REQUIREMENTS: Retype every line of the listing below exactly as it appears, leaving out the pictures.

****

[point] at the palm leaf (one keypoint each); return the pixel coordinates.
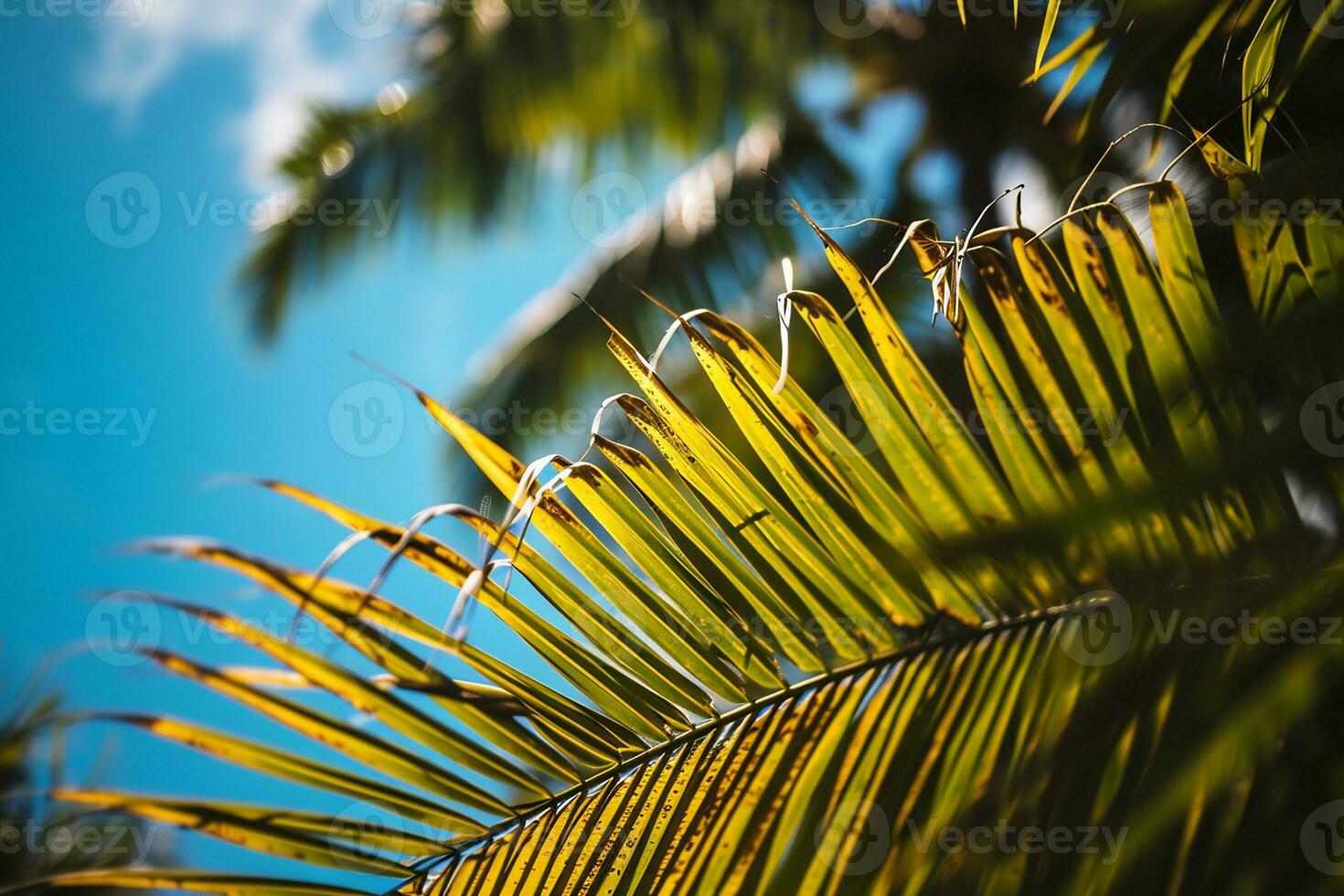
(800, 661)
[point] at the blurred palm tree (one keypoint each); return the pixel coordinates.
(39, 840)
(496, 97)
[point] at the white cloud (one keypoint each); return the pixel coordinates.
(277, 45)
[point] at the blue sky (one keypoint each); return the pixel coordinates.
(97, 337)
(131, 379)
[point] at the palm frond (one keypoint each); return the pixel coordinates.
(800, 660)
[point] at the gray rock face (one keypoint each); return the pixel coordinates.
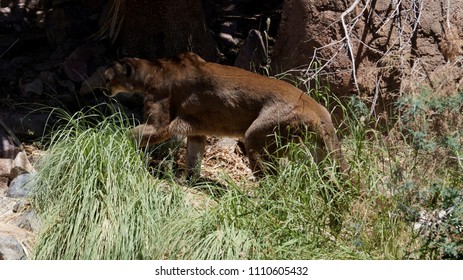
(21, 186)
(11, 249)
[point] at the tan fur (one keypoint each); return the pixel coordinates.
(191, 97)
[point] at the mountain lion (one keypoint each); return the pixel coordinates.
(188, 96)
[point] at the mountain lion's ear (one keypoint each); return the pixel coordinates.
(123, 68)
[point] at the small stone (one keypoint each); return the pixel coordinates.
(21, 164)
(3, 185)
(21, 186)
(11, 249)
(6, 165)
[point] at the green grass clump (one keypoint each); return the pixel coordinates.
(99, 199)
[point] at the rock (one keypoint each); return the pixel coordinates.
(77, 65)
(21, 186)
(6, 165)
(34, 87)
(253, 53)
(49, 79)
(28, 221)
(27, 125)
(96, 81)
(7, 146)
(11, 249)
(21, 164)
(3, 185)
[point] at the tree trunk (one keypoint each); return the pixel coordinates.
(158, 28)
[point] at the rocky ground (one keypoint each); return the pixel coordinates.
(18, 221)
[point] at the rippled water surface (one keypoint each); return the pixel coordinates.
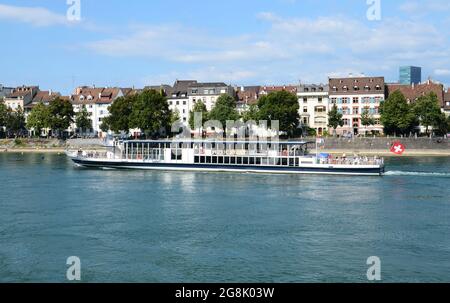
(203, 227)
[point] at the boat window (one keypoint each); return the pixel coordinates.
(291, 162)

****

WORKED SOLUTION:
[point] at the palm leaf (one keypoint each); return the pixel coordinates.
(800, 661)
[point] at the blurred palm tree (one keypoint each); return the pixel coordinates.
(39, 840)
(496, 97)
[point] at the white cloud (one keypoint each); return the pixel coordinates.
(277, 45)
[point] at the blue sky (one keypoint each); return the pixel coordinates.
(97, 337)
(131, 379)
[point] at the palm frond (one keypoint each); return the pixel coordinates.
(800, 660)
[point] at the gray rock face (one keypoint each); return the pixel coordinates.
(21, 186)
(11, 249)
[point] at the tan fur (one keypoint each); return the pixel coordinates.
(191, 97)
[point] at the mountain lion (one keypoint each); return the pixel coordinates.
(188, 96)
[point] at the mountain lion's ear (one keypoint each); return the pixel coordinates.
(123, 68)
[point] at the small stone (one keypoint each); return the pixel coordinates.
(21, 164)
(3, 185)
(21, 186)
(11, 249)
(6, 165)
[point] at the green grass clump (one keypoint each); return the pixel coordinates.
(99, 199)
[point] at the rock (one keypoint each); return the pixel coordinates.
(77, 65)
(21, 186)
(6, 165)
(34, 87)
(253, 53)
(49, 79)
(28, 221)
(27, 125)
(96, 81)
(7, 146)
(11, 249)
(21, 164)
(3, 185)
[point] at the tree trunk (one keypoint each); return the pixel coordinates.
(158, 28)
[point] at the rocky ground (one keypoint each); return the pixel coordinates.
(18, 221)
[point] at the rippled water surface (one keypoint each); return the pixel coordinates.
(203, 227)
[point] at the boat window (one keypoint each); return the pixel coordinates.
(291, 162)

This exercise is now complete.